## Begin Supplied records

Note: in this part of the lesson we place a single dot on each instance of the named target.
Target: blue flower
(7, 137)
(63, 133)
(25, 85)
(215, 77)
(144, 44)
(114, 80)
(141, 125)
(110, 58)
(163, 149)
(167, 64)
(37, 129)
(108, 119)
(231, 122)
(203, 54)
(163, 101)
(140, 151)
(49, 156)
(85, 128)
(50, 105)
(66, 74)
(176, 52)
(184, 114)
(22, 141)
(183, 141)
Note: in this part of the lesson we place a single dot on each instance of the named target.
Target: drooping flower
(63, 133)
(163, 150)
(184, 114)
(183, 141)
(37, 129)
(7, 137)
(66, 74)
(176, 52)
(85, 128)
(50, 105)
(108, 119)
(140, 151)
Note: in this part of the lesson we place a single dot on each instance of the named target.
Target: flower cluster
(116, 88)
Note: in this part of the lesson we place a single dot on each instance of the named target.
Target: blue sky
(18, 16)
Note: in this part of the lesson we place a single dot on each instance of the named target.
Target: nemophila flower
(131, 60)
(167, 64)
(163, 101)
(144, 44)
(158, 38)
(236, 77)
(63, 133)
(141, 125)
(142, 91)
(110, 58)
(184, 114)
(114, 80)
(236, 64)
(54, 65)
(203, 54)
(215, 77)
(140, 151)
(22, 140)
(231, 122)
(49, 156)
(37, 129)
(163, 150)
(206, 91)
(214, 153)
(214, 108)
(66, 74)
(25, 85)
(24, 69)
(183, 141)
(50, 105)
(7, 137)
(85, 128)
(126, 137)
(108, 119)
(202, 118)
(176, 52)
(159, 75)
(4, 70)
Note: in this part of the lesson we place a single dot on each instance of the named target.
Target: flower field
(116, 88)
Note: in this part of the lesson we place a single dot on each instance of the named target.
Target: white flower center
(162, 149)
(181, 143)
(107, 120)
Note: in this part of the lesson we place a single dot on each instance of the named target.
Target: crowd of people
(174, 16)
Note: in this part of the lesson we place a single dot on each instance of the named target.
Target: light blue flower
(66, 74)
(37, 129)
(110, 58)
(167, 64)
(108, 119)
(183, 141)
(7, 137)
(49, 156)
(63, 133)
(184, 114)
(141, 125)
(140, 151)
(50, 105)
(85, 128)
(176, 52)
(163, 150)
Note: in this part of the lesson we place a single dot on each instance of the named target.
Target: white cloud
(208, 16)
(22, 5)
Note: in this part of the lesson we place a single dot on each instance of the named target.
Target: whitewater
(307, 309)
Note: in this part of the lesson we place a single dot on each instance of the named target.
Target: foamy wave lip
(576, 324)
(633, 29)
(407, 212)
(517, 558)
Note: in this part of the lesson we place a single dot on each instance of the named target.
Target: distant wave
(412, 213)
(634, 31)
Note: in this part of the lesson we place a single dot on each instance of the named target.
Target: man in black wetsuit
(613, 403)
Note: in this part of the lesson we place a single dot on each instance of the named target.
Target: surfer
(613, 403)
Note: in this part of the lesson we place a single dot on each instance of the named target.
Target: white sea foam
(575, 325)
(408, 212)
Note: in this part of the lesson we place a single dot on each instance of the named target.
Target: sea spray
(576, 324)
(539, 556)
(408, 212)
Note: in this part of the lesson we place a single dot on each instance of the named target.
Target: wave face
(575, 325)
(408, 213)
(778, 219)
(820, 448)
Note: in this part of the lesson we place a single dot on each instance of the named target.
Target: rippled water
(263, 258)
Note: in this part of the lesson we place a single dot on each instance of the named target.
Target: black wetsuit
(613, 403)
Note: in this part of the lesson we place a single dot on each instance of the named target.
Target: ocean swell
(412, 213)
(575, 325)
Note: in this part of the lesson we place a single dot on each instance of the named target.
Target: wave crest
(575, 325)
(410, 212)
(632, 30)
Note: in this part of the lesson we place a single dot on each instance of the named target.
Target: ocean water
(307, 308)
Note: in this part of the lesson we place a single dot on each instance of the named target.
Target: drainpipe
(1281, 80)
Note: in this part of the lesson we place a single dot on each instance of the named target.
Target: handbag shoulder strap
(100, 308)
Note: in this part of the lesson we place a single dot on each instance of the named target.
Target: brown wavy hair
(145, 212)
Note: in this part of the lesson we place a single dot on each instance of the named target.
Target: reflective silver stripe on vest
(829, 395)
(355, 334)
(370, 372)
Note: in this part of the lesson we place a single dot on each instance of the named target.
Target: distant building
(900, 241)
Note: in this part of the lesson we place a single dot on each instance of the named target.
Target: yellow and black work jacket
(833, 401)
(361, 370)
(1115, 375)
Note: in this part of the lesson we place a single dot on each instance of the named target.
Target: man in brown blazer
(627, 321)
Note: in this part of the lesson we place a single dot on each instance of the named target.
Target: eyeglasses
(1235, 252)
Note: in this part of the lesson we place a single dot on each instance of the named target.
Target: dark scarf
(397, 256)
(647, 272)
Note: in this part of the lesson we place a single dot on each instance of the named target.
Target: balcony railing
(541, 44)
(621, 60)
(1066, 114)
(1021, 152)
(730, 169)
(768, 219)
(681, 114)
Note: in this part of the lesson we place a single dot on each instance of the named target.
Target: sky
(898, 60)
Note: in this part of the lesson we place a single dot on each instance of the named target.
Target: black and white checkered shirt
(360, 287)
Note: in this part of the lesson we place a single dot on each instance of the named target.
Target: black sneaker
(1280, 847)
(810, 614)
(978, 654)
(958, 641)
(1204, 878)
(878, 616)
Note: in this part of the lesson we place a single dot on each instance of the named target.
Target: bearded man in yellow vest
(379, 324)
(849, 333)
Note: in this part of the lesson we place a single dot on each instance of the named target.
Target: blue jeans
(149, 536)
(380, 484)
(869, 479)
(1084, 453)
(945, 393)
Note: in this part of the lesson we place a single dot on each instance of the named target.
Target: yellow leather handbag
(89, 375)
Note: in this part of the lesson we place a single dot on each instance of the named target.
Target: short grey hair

## End Supplied records

▸ Task goal
Transcribe every record above exactly as it appears.

▸ Answer to this exercise
Note: in this part of the lesson we place a single dot on each instance of the named target.
Target: blue flower
(7, 137)
(63, 133)
(25, 85)
(215, 77)
(144, 44)
(114, 80)
(141, 125)
(110, 58)
(163, 149)
(167, 64)
(37, 129)
(108, 119)
(231, 122)
(203, 54)
(163, 101)
(140, 151)
(49, 156)
(85, 128)
(50, 105)
(66, 74)
(176, 52)
(184, 114)
(22, 141)
(183, 141)
Note: in this part of the lesson we place a single dot on each instance of the named target.
Target: drooping flower
(63, 133)
(163, 150)
(184, 114)
(183, 141)
(37, 129)
(7, 137)
(66, 74)
(176, 52)
(85, 128)
(50, 105)
(108, 119)
(140, 151)
Note: in this part of the lesson we place a single dot on each instance of the named target.
Target: flower cluster
(116, 88)
Note: in this part of the lesson we place a single dot on each instance of the named target.
Target: blue sky
(18, 16)
Note: in this part of the lesson we place a single dot on each instance of the named target.
Target: nemophila flower
(131, 60)
(167, 64)
(163, 101)
(144, 44)
(158, 38)
(236, 77)
(63, 133)
(141, 125)
(142, 91)
(110, 58)
(184, 114)
(114, 80)
(236, 64)
(54, 65)
(203, 54)
(215, 77)
(140, 151)
(22, 140)
(231, 122)
(49, 156)
(37, 129)
(163, 150)
(206, 91)
(214, 153)
(214, 108)
(66, 74)
(25, 85)
(24, 69)
(183, 141)
(50, 105)
(7, 137)
(85, 128)
(126, 137)
(108, 119)
(202, 118)
(176, 52)
(159, 75)
(4, 70)
Note: in this part of the lesson we place a single dot on each instance of the named target.
Target: flower field
(116, 88)
Note: in this part of the lesson we place a single dot on each instance of the named target.
Target: white flower center
(162, 149)
(181, 143)
(107, 120)
Note: in this part of the lesson we place a single dot on each instance of the named target.
Target: crowd of people
(174, 16)
Note: in this part of the lesson we place a single dot on each instance of the named target.
Target: light blue flower
(66, 74)
(37, 129)
(110, 58)
(167, 64)
(108, 119)
(183, 141)
(7, 137)
(49, 156)
(63, 133)
(184, 114)
(141, 125)
(140, 151)
(50, 105)
(85, 128)
(176, 52)
(163, 150)
Note: in this part of the lesson we place a single dot on each instance of the named target.
Target: white cloud
(208, 16)
(22, 5)
Note: in this part of the lesson we place a single dot on each instance of the named target.
Target: whitewater
(307, 309)
Note: in this part of the lesson we place a single dot on each instance of the named target.
Target: foamy wave lip
(576, 324)
(633, 29)
(407, 212)
(517, 558)
Note: in this part of the lesson we place a single dot on each instance of the named target.
Target: distant wave
(412, 213)
(634, 31)
Note: in this part of the lesson we place a single dot on each instance of the named target.
Target: man in black wetsuit
(613, 403)
Note: in this part of the lesson we place a single dot on each instance of the named target.
Target: surfer
(613, 403)
Note: in this part of the lesson we place a single dot on each instance of the named target.
Target: white sea foam
(575, 325)
(408, 212)
Note: in this part of the lesson we place a single dot on each instance of the named target.
Target: sea spray
(576, 324)
(539, 556)
(408, 212)
Note: in this part of the lesson we place a single dot on each instance of the named target.
Target: wave face
(575, 325)
(408, 213)
(778, 219)
(820, 448)
Note: in this part of the lesson we place a single dot on each instance of the named target.
Target: rippled water
(263, 258)
Note: in this part of the lesson we place a single dot on each instance of the named target.
Target: black wetsuit
(613, 403)
Note: in this part of the lesson we place a single dot on each instance of the named target.
Target: ocean swell
(412, 213)
(575, 325)
Note: in this part of the lesson we place a single dot on each instance of the named target.
Target: wave crest
(575, 325)
(410, 212)
(632, 30)
Note: in this part of the lesson we place a single dot on each instance of the named target.
Target: ocean water
(307, 308)
Note: in this part of the lesson we place a single dot on each instance of the named target.
Target: drainpipe
(1281, 80)
Note: in this part of the lesson we place a single dot on each instance of the named target.
Target: handbag shoulder strap
(100, 308)
Note: in this part of the lesson we place a single dot on each instance of the named target.
Target: brown wavy hair
(145, 212)
Note: in this part of the lesson we place a single dot on each instance of the named target.
Target: reflective silver stripe on vest
(829, 395)
(355, 334)
(370, 372)
Note: in this part of the lesson we place a single dot on each instance of the named target.
Target: distant building
(900, 241)
Note: in this part of the lesson we place a single dot on each instance of the named target.
Target: yellow and black work jacket
(833, 401)
(361, 370)
(1115, 375)
Note: in this part of the lesson we place a single dot on each instance of the named target.
Target: man in brown blazer
(627, 321)
Note: in this part of the lesson we place a single dot on each instance of the named target.
Target: eyeglasses
(1235, 252)
Note: in this part of the lesson we place a single dot on each instance of the named target.
Target: dark scarf
(397, 256)
(647, 272)
Note: in this part of the lesson we place a single dot on each instance of the named target.
Target: balcony railing
(541, 44)
(621, 60)
(1066, 114)
(1021, 152)
(730, 169)
(768, 219)
(681, 114)
Note: in this part of the lesson we place a single dot on each instance of the named target.
Target: sky
(898, 60)
Note: in this part of the lesson we place a single dot on each instance of the named target.
Target: black and white checkered shirt
(360, 287)
Note: in this part of the lesson we place a single dot on each instance of the named target.
Target: black sneaker
(1280, 847)
(810, 614)
(978, 654)
(958, 641)
(1204, 878)
(878, 616)
Note: in this part of the lesson we place a single dot on each instance of the named target.
Target: bearded man in yellow vest
(379, 324)
(849, 333)
Note: in this part of the lesson we place a single dot on each instance of the named target.
Target: blue jeans
(149, 536)
(380, 484)
(869, 479)
(1084, 453)
(945, 393)
Note: in this part of the lesson we place a single dot on each instance of the named target.
Target: yellow leather handbag
(89, 375)
Note: in this part of the lesson we place a single dot on each instance of the named target.
Target: short grey hair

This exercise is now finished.